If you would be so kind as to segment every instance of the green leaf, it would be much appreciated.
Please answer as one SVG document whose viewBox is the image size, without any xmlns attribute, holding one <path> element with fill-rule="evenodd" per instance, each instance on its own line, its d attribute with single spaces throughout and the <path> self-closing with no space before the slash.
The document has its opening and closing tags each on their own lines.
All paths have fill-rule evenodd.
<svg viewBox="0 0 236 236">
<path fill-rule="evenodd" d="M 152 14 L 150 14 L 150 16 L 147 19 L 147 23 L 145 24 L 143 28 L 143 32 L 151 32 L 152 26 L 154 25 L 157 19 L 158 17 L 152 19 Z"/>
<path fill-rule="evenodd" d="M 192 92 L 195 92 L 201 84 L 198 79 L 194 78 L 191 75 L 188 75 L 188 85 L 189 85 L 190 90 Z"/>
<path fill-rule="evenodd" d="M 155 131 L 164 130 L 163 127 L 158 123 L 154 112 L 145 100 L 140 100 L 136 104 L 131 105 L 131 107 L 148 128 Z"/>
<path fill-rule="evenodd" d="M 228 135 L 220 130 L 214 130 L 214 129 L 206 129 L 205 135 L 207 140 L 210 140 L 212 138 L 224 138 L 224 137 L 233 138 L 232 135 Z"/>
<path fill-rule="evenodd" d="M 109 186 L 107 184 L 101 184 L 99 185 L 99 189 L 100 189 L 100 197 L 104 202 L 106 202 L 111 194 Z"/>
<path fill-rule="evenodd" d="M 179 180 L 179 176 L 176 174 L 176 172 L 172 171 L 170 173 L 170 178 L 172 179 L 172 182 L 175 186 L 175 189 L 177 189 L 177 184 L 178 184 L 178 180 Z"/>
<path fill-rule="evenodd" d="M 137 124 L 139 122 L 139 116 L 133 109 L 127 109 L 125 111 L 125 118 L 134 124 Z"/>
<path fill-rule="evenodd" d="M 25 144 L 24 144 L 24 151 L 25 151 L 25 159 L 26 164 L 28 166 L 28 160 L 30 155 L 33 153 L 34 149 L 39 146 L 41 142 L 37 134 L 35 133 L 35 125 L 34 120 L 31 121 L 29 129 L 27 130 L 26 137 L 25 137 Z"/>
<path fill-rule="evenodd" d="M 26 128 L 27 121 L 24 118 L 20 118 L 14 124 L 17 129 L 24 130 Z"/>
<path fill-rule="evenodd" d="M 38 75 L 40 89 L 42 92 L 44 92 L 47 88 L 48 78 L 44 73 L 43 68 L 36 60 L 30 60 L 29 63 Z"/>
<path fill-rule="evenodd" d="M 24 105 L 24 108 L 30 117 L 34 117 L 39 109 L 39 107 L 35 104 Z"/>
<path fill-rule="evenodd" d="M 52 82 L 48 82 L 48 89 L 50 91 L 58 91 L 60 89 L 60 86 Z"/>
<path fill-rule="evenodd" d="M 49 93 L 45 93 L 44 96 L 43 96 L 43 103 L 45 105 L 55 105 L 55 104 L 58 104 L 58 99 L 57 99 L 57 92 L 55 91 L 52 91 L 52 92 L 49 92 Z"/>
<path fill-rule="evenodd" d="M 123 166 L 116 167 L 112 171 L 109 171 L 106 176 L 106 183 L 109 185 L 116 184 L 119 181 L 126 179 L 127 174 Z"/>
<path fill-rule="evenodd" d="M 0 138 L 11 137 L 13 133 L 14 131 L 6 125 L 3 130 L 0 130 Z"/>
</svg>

***

About this task:
What is the number of lines in the listing above that contain the string "document"? Give only the number.

Your solution:
2